-- START OF Available records --

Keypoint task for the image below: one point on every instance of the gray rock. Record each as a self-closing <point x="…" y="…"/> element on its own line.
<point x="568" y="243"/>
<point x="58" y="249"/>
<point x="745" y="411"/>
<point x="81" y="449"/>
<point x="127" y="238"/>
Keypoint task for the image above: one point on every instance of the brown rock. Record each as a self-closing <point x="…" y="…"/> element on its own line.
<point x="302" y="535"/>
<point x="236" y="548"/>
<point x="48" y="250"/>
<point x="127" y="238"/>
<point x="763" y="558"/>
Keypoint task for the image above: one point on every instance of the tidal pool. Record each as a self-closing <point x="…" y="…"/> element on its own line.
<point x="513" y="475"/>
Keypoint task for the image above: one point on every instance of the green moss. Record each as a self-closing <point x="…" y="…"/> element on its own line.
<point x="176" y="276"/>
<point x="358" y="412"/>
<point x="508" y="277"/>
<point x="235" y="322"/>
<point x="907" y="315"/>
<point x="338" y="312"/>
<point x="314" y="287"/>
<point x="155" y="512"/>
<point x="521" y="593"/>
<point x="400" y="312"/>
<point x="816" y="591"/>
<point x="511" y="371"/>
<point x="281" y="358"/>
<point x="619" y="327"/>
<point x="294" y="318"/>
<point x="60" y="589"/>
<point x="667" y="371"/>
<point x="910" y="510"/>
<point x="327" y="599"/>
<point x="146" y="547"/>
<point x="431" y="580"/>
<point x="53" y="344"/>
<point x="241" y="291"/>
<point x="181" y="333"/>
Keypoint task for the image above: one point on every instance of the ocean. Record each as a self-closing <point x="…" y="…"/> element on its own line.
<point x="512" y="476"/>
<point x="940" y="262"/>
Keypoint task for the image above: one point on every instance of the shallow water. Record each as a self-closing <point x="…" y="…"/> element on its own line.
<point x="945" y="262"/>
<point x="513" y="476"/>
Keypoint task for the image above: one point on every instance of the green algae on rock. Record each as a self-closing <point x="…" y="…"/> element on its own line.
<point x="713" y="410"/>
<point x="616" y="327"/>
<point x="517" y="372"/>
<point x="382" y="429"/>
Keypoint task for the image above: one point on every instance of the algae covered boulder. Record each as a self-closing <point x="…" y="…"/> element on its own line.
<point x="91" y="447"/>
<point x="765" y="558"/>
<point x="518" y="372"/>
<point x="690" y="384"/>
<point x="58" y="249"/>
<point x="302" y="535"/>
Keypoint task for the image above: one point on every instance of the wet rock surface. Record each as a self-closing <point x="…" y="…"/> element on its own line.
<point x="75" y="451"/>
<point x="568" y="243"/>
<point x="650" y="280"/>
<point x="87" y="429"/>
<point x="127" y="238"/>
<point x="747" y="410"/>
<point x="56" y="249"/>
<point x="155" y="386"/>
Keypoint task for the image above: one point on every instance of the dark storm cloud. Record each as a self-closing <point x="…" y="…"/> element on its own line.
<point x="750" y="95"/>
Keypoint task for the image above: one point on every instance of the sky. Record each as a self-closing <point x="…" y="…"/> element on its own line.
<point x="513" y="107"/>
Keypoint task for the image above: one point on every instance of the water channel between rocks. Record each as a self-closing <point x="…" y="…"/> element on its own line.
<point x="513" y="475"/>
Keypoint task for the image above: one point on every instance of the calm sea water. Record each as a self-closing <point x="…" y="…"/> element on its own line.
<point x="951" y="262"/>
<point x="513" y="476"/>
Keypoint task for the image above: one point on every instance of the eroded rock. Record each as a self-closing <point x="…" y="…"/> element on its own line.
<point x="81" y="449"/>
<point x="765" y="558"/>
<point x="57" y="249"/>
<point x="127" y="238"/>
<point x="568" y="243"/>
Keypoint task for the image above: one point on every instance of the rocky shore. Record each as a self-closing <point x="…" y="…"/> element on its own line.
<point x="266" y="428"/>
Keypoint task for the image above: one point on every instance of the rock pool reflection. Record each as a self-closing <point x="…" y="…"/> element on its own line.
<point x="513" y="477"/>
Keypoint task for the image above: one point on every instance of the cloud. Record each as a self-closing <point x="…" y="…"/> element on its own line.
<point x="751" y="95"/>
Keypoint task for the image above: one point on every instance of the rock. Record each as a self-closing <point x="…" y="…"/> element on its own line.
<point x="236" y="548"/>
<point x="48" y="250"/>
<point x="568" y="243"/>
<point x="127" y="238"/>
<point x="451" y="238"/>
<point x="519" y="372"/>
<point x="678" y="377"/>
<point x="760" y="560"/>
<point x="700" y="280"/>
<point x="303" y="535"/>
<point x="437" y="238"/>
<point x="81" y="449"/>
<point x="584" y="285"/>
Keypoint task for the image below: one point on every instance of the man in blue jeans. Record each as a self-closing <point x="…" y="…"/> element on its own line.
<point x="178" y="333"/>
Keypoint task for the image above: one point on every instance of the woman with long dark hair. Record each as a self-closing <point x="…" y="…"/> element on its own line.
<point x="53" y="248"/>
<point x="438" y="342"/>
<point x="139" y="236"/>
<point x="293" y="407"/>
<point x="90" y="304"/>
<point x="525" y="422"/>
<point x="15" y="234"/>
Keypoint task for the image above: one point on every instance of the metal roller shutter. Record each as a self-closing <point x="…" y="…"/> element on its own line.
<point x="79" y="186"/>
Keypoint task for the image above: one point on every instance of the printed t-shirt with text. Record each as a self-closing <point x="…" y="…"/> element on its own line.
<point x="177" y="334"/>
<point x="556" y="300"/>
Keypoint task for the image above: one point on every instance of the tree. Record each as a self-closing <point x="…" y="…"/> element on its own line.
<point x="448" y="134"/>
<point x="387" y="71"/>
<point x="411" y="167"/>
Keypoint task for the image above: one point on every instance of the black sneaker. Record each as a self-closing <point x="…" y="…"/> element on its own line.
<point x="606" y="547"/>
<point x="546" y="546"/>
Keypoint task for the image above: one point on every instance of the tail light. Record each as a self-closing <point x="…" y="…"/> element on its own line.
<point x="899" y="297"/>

-- END OF Available records --

Write out all of the material again, switching every "Record each" to "Write each" and leaving everything else unchanged.

Keypoint task for the image below: one point on every instance of the gray rock. Write each as a self-closing <point x="…" y="…"/> element on its own line.
<point x="568" y="243"/>
<point x="58" y="249"/>
<point x="745" y="411"/>
<point x="81" y="449"/>
<point x="127" y="238"/>
Keypoint task for the image above: one point on every instance of the brown rock. Write each as a self-closing <point x="…" y="…"/> element on its own line.
<point x="302" y="535"/>
<point x="236" y="548"/>
<point x="48" y="250"/>
<point x="127" y="238"/>
<point x="763" y="558"/>
Keypoint task for the image above: one point on every instance of the tidal pool. Write each as a self-closing <point x="…" y="…"/> element on its own line.
<point x="513" y="475"/>
Keypoint task for the image above: one point on every instance of the green moss. Write each as a self-closing <point x="…" y="…"/> element on its own line.
<point x="176" y="276"/>
<point x="358" y="412"/>
<point x="508" y="277"/>
<point x="235" y="322"/>
<point x="907" y="315"/>
<point x="338" y="312"/>
<point x="314" y="287"/>
<point x="155" y="512"/>
<point x="521" y="593"/>
<point x="400" y="312"/>
<point x="816" y="591"/>
<point x="511" y="371"/>
<point x="281" y="358"/>
<point x="619" y="327"/>
<point x="294" y="318"/>
<point x="60" y="589"/>
<point x="667" y="371"/>
<point x="910" y="510"/>
<point x="327" y="599"/>
<point x="146" y="547"/>
<point x="431" y="580"/>
<point x="53" y="344"/>
<point x="241" y="291"/>
<point x="181" y="333"/>
Keypoint task for the image above: one point on every instance of the ocean. Write each as a self-closing <point x="…" y="…"/> element on its own line.
<point x="512" y="476"/>
<point x="940" y="262"/>
Keypoint task for the image above: one point on every instance of the shallow water. Write each as a self-closing <point x="…" y="…"/> element on its own line.
<point x="945" y="262"/>
<point x="513" y="476"/>
Keypoint task for the image above: one point on every instance of the green algae on rock. Write each as a self-closing <point x="…" y="…"/> element on its own line.
<point x="713" y="410"/>
<point x="616" y="327"/>
<point x="517" y="372"/>
<point x="382" y="429"/>
Keypoint task for the image above: one point on every instance of the algae covered boulder. Write each as a self-closing <point x="…" y="…"/> element on its own line.
<point x="91" y="447"/>
<point x="765" y="558"/>
<point x="518" y="372"/>
<point x="690" y="384"/>
<point x="58" y="249"/>
<point x="302" y="535"/>
Keypoint task for the image above: one point on every instance of the wet rock surface. Write each as a self-closing <point x="…" y="…"/> element on its own line.
<point x="75" y="451"/>
<point x="568" y="243"/>
<point x="650" y="280"/>
<point x="87" y="429"/>
<point x="127" y="238"/>
<point x="747" y="410"/>
<point x="56" y="249"/>
<point x="155" y="386"/>
Keypoint task for the image above: one point on every instance of the dark storm cloud. Write each as a self-closing <point x="…" y="…"/> element on its own line.
<point x="750" y="95"/>
Keypoint task for the image above: one point on every instance of the sky. Write each as a self-closing <point x="…" y="…"/> element on its own line.
<point x="513" y="107"/>
Keypoint task for the image above: one point on every instance of the water channel between rocks. Write each as a self-closing <point x="…" y="…"/> element on its own line.
<point x="513" y="475"/>
Keypoint task for the image above: one point on every instance of the calm sea water. Write each as a self-closing <point x="…" y="…"/> element on its own line.
<point x="951" y="262"/>
<point x="513" y="476"/>
Keypoint task for the image above: one point on every instance of the eroded rock. Write each as a self-closing <point x="…" y="…"/> element on its own line.
<point x="81" y="449"/>
<point x="765" y="558"/>
<point x="57" y="249"/>
<point x="127" y="238"/>
<point x="568" y="243"/>
Keypoint task for the image above: one point on every instance of the rocky shore. Write each as a self-closing <point x="…" y="…"/> element on its own line.
<point x="266" y="428"/>
Keypoint task for the image above: one point on every instance of the rock pool reflection. Write each as a self-closing <point x="…" y="…"/> element on its own line.
<point x="513" y="477"/>
Keypoint task for the image above: one point on every instance of the cloud. Write each as a self-closing <point x="…" y="…"/> element on its own line.
<point x="751" y="95"/>
Keypoint task for the image above: one point on every instance of the rock. Write each as a self-closing <point x="…" y="…"/> element on its own line.
<point x="236" y="548"/>
<point x="48" y="250"/>
<point x="568" y="243"/>
<point x="127" y="238"/>
<point x="451" y="238"/>
<point x="519" y="372"/>
<point x="678" y="377"/>
<point x="760" y="560"/>
<point x="700" y="280"/>
<point x="303" y="535"/>
<point x="437" y="238"/>
<point x="81" y="449"/>
<point x="584" y="285"/>
Keypoint task for the image below: one point on every instance of the man in blue jeans. Write each as a self-closing <point x="…" y="…"/> element on its own line.
<point x="178" y="333"/>
Keypoint task for the image above: one point on every instance of the woman with long dark hair. Write each as a self-closing <point x="…" y="…"/> element on its own line.
<point x="53" y="248"/>
<point x="438" y="342"/>
<point x="139" y="236"/>
<point x="293" y="407"/>
<point x="90" y="304"/>
<point x="525" y="422"/>
<point x="15" y="234"/>
Keypoint task for the image above: one point on every instance of the metal roller shutter. Write each as a self-closing <point x="…" y="…"/> element on its own line.
<point x="79" y="186"/>
Keypoint task for the image above: one point on every instance of the printed t-shirt with text. Write each as a self-closing <point x="…" y="…"/> element on its own line.
<point x="177" y="334"/>
<point x="556" y="300"/>
Keypoint task for the image above: one point on every instance of the tree. Write each as a self-closing <point x="…" y="…"/> element on its own line.
<point x="448" y="134"/>
<point x="387" y="71"/>
<point x="411" y="167"/>
Keypoint task for the image above: one point on every instance of the black sneaker. Write each as a self-closing <point x="…" y="…"/> element on its own line.
<point x="606" y="547"/>
<point x="546" y="546"/>
Keypoint task for the image above: one point on every instance of the tail light. Write each as a self-closing <point x="…" y="…"/> element on its own line.
<point x="899" y="297"/>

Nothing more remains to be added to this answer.